### EXERCISE
Each record below should appear again exactly as written.

** start ENTRIES **

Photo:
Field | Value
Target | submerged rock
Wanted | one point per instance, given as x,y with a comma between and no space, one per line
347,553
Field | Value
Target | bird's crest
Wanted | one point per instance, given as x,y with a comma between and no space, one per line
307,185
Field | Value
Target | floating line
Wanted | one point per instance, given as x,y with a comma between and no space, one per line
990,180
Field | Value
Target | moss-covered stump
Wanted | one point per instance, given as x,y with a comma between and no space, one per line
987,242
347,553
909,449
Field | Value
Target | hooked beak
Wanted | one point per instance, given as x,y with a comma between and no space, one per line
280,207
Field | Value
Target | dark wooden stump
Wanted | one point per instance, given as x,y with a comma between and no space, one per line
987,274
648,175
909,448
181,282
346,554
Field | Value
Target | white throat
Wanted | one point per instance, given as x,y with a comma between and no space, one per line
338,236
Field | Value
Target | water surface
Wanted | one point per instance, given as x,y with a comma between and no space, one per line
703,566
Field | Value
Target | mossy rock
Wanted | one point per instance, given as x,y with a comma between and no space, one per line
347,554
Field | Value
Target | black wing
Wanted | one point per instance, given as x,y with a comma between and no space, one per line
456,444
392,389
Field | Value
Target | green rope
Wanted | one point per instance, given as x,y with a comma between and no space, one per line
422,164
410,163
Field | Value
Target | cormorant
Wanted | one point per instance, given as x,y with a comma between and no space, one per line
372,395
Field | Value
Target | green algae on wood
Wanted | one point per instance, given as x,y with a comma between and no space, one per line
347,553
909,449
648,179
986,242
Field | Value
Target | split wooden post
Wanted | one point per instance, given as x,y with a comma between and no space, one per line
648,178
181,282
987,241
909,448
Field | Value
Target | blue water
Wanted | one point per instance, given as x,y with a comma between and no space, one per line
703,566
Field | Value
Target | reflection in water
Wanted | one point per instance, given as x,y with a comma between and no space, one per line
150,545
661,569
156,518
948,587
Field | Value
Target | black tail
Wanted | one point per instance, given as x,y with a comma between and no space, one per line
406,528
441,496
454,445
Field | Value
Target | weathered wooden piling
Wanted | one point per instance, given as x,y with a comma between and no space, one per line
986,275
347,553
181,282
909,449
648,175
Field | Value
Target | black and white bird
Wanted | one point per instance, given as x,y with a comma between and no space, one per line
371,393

** end ENTRIES **

### COMPLETED TASK
Photo:
Field | Value
Target | submerged rock
Wanted | one point per instance, given as x,y with a comma between and no space, one per line
347,553
Field | Value
Target | bird's crest
Wanted | one point per instance, given as x,y with a comma between and no space, one per line
307,185
Field | Value
Target | floating line
Wanted | one point per instance, given as x,y with a comma between and no space, one per line
990,180
Field | Value
Target | moss-covered stump
Wanted | one point per instance, given as x,y with a comma between and no space, one per line
987,242
347,553
909,449
Field | Value
Target | hooked beak
Wanted | one point per instance, given as x,y with a comma between and no space, one per line
280,207
Field | Value
Target | dark wooden stump
Wanted | one point per instance, given as x,y with a comma between and no space, one per line
987,274
648,175
909,448
181,282
346,554
Field | Value
Target | white throat
Wanted | one point per instance, given as x,y with a comma between and no space, one per line
338,236
Field | Value
Target | water surface
Wanted | one point per instance, given as x,y with a comma between and no space, one per line
703,566
Field | Value
Target | mossy rock
Wanted | one point per instance, given as x,y with a comma between and no space, one per line
347,554
Field | Value
Target | black wing
Wanted | one point per instance, given as x,y with a comma between and no space, one per line
456,444
392,389
Field | Value
Target | green rope
Wanted | one point per instance, given as x,y with a comma between and no space, one per line
422,164
410,163
Field | Value
Target | cormorant
Wanted | one point per instance, given as x,y with a comma between and no space, one per line
372,395
Field | Value
Target | green algae on wood
Wanted | one point per instance, given as x,y with a comma between and no space, one per line
347,553
909,449
648,179
986,242
Field | Value
Target | split wooden post
Wanted | one point per instance, given as x,y with a comma between and no space, one per line
648,178
181,282
987,241
909,448
Field | Value
Target | blue water
Wanted | one point per instance, given as x,y with a comma between and no space, one per line
703,566
Field | Value
Target | reflection in water
Wanted | one point per instance, given as x,y with a comma between and no space, one per line
150,545
661,569
156,518
948,587
Field | Value
Target | black tail
Wanted | one point per instance, given as x,y with a comma between and no space, one per line
406,528
441,496
454,445
Field | Value
Target | weathered wooden piling
Wanted | one point per instance, given as x,y with a comma between and no space, one per line
986,275
347,553
181,282
909,449
648,175
Field | Value
Target | black and white bird
Wanted | one point per instance, given as x,y with a comma between and no space, one per line
371,393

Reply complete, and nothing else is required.